Given instruction A - Could you extract everything from "Aug 10, 2025" down to "Owns Employer Branding?" in the employer branding article?
Given instruction B -
Using the employer branding article, answer these:
(i) What percentage of CEOs believe employer branding is their responsibility?
(ii) In the survey of job seekers in India, what share named work that makes a positive impact?
(iii) Which channel is described with the note that job seekers trust peer reviews?
Given instruction C - Can you carry on the employer branding article from its final line?

Passage -
----

Showing posts with label Storytelling. Show all posts
Showing posts with label Storytelling. Show all posts

Aug 10, 2025

How to Build an Employer Brand That Attracts Top Talent

In today’s talent market, filling roles isn’t just about posting vacancies—it’s about telling a story that makes people want to work for you. Recruitment has become as much about marketing, storytelling, and data-driven engagement as it is about interviews and job descriptions.

An effective employer brand can make the difference between attracting top talent and losing them to the competition. But how do you craft one? And who’s responsible for making it happen?


Who Owns Employer Branding?

The short answer: everyone.

Research shows that 60% of CEOs believe employer branding is their responsibility. Many HR leaders think it belongs to HR, while marketing departments have the tools to reach wide audiences. The truth is that the best employer brands are built collaboratively:

  • Marketing brings the skills to target and engage audiences.

  • HR understands the company culture and job seeker mindset.

  • CEOs provide vision and credibility.

When these groups work together, employer branding stops being a departmental task and becomes a company-wide mission.


Crafting Your Message

Your employer brand is the story you tell about your workplace.
Your talent brand is what employees and job seekers say about working there.

The most effective brands happen where the two overlap—when the company’s aspirations align with the authentic experiences of employees.

To get there, start by asking:

  • What do job seekers really think about us?

  • Why do employees stay?

  • What’s our true value proposition as an employer?


What Candidates Care About Most

A survey of job seekers in India revealed what truly connects them to an employer:

  • Work that makes a positive impact – 38%

  • Mission and values that align with theirs – 37%

  • Diversity of opportunities – 33%

  • Transparent, responsive recruiters – 32%

If you want to stand out, weave these themes into your employer brand story.


Choosing the Right Channels

Once your message is clear, it’s time to share it in the right places:

  • Career Site – Mobile-friendly, culture-rich, and easy to navigate.

  • Social Media – Employee voices are more powerful than corporate press releases.

  • Review Sites – Job seekers trust peer reviews.

  • Targeted Ads – Ensure your message reaches the right talent.

----

Record excerpts -
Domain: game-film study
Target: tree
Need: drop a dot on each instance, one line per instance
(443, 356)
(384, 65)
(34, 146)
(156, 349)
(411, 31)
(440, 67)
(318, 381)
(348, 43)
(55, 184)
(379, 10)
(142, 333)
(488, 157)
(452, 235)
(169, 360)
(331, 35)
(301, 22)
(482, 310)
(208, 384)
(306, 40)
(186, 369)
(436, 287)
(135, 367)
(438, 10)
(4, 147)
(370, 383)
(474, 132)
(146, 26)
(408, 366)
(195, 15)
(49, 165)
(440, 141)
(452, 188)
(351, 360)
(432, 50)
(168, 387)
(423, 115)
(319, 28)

----

Task answer A -
Aug 10, 2025

How to Build an Employer Brand That Attracts Top Talent

In today’s talent market, filling roles isn’t just about posting vacancies—it’s about telling a story that makes people want to work for you. Recruitment has become as much about marketing, storytelling, and data-driven engagement as it is about interviews and job descriptions.

An effective employer brand can make the difference between attracting top talent and losing them to the competition. But how do you craft one? And who’s responsible for making it happen?


Who Owns Employer Branding?

Task answer B -
(i) 60%
(ii) 38%
(iii) Review Sites

Task answer C -
Every channel should showcase not just what you do, but why you’re worth working for.


The Power of Reviews

Job seekers behave like consumers—they research before they buy.
98% of candidates read reviews of a potential employer, and 54% do it before they even start job hunting.

Your approach should be:

  • Be transparent from the start.

  • Respond to reviews—both positive and negative—in a professional and honest manner.

  • Share authentic stories from employees to balance the narrative.


Measuring Success

Employer branding is not a “set it and forget it” exercise. To improve, you need to measure:

  • Social Media: Views, likes, shares, reach.

  • Career Site: Visitors, applications, conversions.

  • Review Sites: Overall ratings, location-based feedback, competitor comparisons.

Consistent tracking lets you refine your message, invest in what’s working, and fix what isn’t.


The Role of Candidate Personas

Marketing teams know their ideal customer. Recruitment teams should know their ideal candidate.

A candidate persona is a detailed profile of the type of person who would thrive in a specific role. To create one:

  1. Study your top performers.

  2. Use hiring and performance data.

  3. Talk to hiring managers.

  4. Ask your employees for insights.

  5. Watch industry hiring trends.

With clear personas, you can tailor job descriptions, refine sourcing strategies, and target your messaging effectively.


The Bottom Line

Thinking like a marketer doesn’t mean turning HR into a sales team—it means applying the same principles of audience understanding, message crafting, channel selection, and performance measurement to talent acquisition.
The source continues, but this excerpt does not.